TEXTO DE LEITURA:

┏━━

Depois, a Nintendo entrou nos jogos de arcade e lançou sua primeira série de sistemas domésticos com o Color TV-Game, e o resto, como dizem, é história. Depois desse sucesso, a Nintendo parou de fazer coisas como jogos de tabuleiro com o tema Napoleão (eu não inventei isso, é real) e se voltou firmemente para os videogames. É por isso que a parte inicial da história da Nintendo é uma parte relativamente pequena do museu, embora, por ser a parte menos conhecida da história da empresa, isso também me deixou querendo mais. A partir daí, é uma coleção impressionantemente detalhada que abrange o hardware que você conhece, desde o Game & Watch até o Switch. Cada seção apresenta todas as iterações do hardware, vários acessórios e uma coleção dos jogos mais notáveis (pelo menos segundo a Nintendo) que foram lançados nela, exibidos em suas caixas de várias regiões.
A empresa não ignora suas falhas
O espaço está cheio de curiosidades. Existe o Panasonic Q, uma versão do GameCube que pode reproduzir DVDs; um par de óculos para o Famicom original que adicionou 3D estereoscópico aos jogos de 8 bits; e Face Training, um jogo de DS que vinha com uma câmera para você praticar exercícios faciais. Algumas ideias pareciam à frente de seu tempo (como o guia do DS para o Louvre), enquanto outras sempre foram uma má ideia (como o clássico anúncio “mantenha nas calças” para o Game Boy Pocket). Como alguém que joga jogos da Nintendo desde o NES, nunca tinha ouvido falar de muitas coisas, principalmente no que diz respeito aos primeiros dias da empresa. Até Miyamoto aprendeu algumas coisas. Ele ingressou na empresa em 1977, mas nunca tinha visto uma Copilas – uma linha de impressoras fabricadas pela Nintendo durante os anos 70 – em pessoa. “Isso era algo que eu só tinha ouvido falar”, diz ele.
Também aprecio que a empresa não ignore suas falhas. Há uma seção dedicada ao Virtual Boy – os participantes podem colocar o rosto em um fone de ouvido montado na parede para obter a experiência 3D completa em preto e vermelho – e a área do Wii U é tão grande quanto as outras exposições do console. Há até um pequeno espaço para jogos mobile como Super Mario Run e Animal Crossing: Pocket Camp, que não parecem mais ser uma prioridade.
O que falta é contexto. Cada seção contém algumas pequenas informações, como a tecnologia que a Nintendo estava utilizando na época ou o objetivo inicial de um novo hardware. Você pode ver que F-Zero ultrapassou os limites do SNES com seus gráficos pseudo-3D ou ouvir o som aprimorado que deu ao Super Mario World músicas tão memoráveis. Eles são interessantes superficialmente, mas além de organizar as coisas cronologicamente, a Nintendo deixa para os visitantes ligar os pontos.

┗━━

Reescreva em forma de lista o parágrafo do texto sobre o museu da Nintendo que começa com "Também aprecio que a empresa", mantendo os fatos principais.

TRECHO DOS DADOS:
┏━━

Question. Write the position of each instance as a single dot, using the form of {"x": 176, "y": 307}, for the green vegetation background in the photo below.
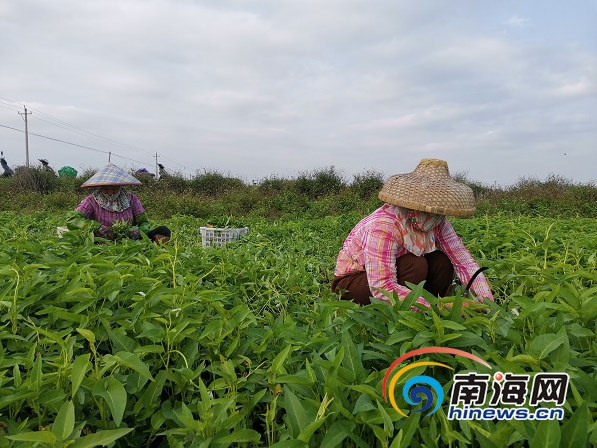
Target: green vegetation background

┗━━

EXERCÍCIO RESOLVIDO:
- A empresa não ignora suas falhas.
- Há uma seção dedicada ao Virtual Boy. Nela, os participantes podem colocar o rosto em um fone de ouvido montado na parede e ter a experiência 3D completa em preto e vermelho.
- A área do Wii U é tão grande quanto as exposições dos outros consoles.
- Há um pequeno espaço para jogos mobile como Super Mario Run e Animal Crossing: Pocket Camp, que não parecem mais ser uma prioridade.